**Kutipan Teks**
----

Penumpang angkutan umum merasakan aman dan nyaman saat mengendarai metromini dari bahaya kecelakaan dan gangguan kejahatan. Keselamatan penumpang akan tercipta apabila didukung oleh kendaraan yang memenuhi persyaratan tehnis dan laik jalan dan juga adanya keramahan dan kesabaran pengemudi. Pengujian Hipotesis 1 Pengujian hipotesis 1 ini terdiri atas dua bagian yaitu: H1a Kualitas sumber daya manusia (pengemudi metromini), kondisi fisik dan fasilitas penunjang dan kebijakan pengusaha berpengaruh terhadap keselamatan penumpang metromini ditinjau dari persepsi pengemudi metromini. Berdasarkan H1a tersebut maka peneliti melakukan serangkaian pengujian analisa regresi berganda, dengan dikhususkan pada obyeknya yaitu pengemudi metromini.
Tabel 1 Model Summary dan Anova Model
R
R Square
Adjusted R Square
F
Sig
1
0,247
0,061
-0,040
0,606
0,617
Tabel 1 menunjukkan bahwa hubungan antara masing- masing variabel yaitu kualitas SDM, kebijakan pengusaha angkutan umum, kondisi fisik dan fasilitas penunjang serta keselamatan penumpang sangat lemah, karena nilainya di bawah 0,5. Selain itu nilai adjusted R square yang menunjukkan angka negatif maka analisa dilakukan terhadap R Square sebesar 0,061, analisanya adalah variabel dependen yaitu keselamatan penumpang dapat dijelaskan oleh variabel independen yaitu kualitas SDM, kebijakan pengusaha angkutan umum dan kondisi fisik sebesar 6,1% dan sisanya sebesar 93,9% dijelaskan oleh variabel lain.

----

(Catatan dari sebuah dataset)
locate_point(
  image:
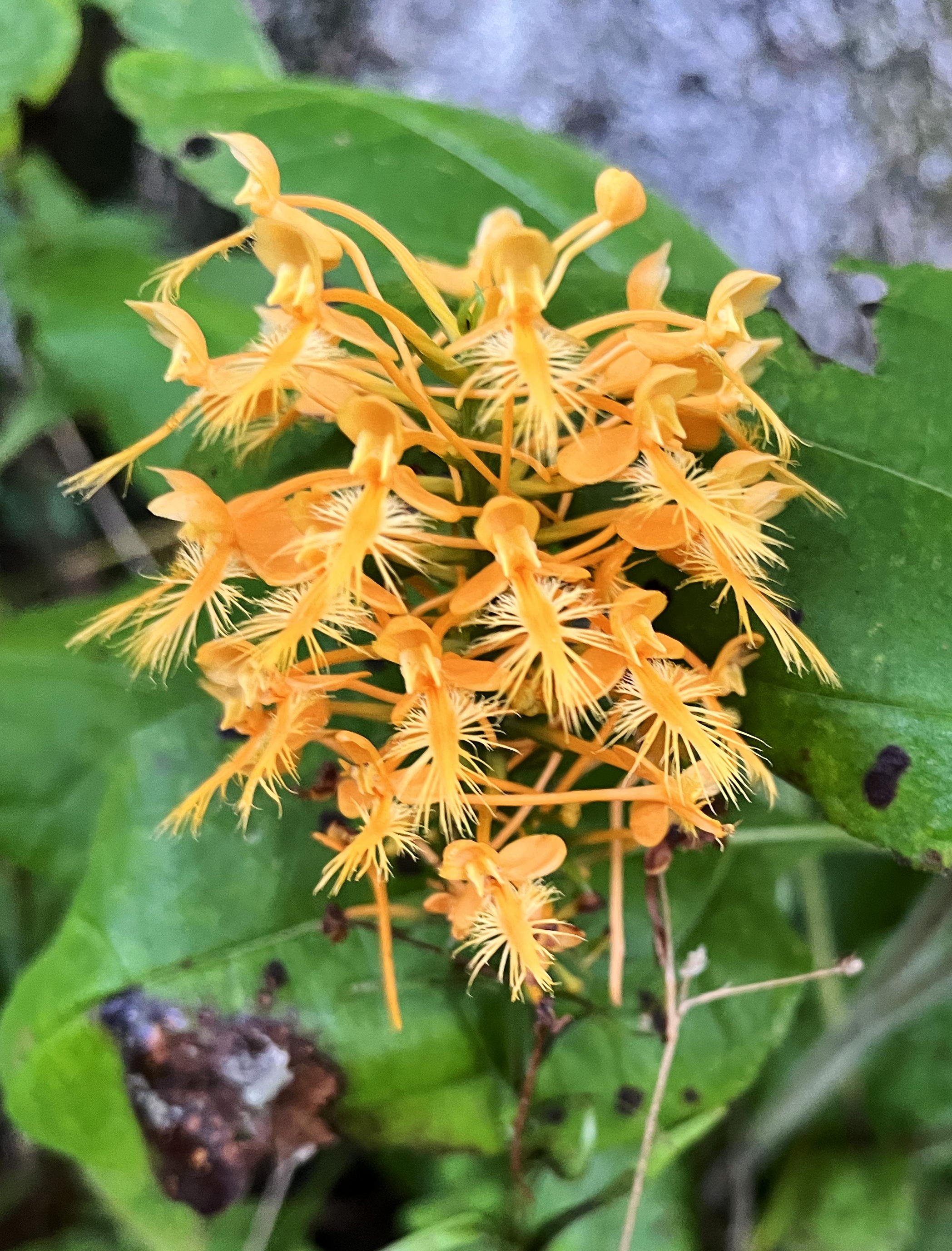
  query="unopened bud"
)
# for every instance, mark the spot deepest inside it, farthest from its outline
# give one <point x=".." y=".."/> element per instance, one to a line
<point x="620" y="197"/>
<point x="571" y="815"/>
<point x="694" y="964"/>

----

**Yang Harus Dikerjakan**
Jawablah pertanyaan berikut berdasarkan kutipan teks tentang keselamatan penumpang metromini.
(a) Pengujian apa yang dilakukan peneliti berdasarkan H1a, dan pada obyek apa pengujian itu dikhususkan?
(b) Berapa persen keselamatan penumpang dijelaskan oleh variabel lain?
(c) Menurut kutipan teks, mengapa hubungan antarvariabel dalam Tabel 1 disebut sangat lemah?
Gunakan kutipan teks saja sebagai sumber jawaban.

**Jawaban Latihan**
(a) Serangkaian pengujian analisa regresi berganda, yang dikhususkan pada pengemudi metromini.
(b) Sebesar 93,9%.
(c) Karena nilainya di bawah 0,5.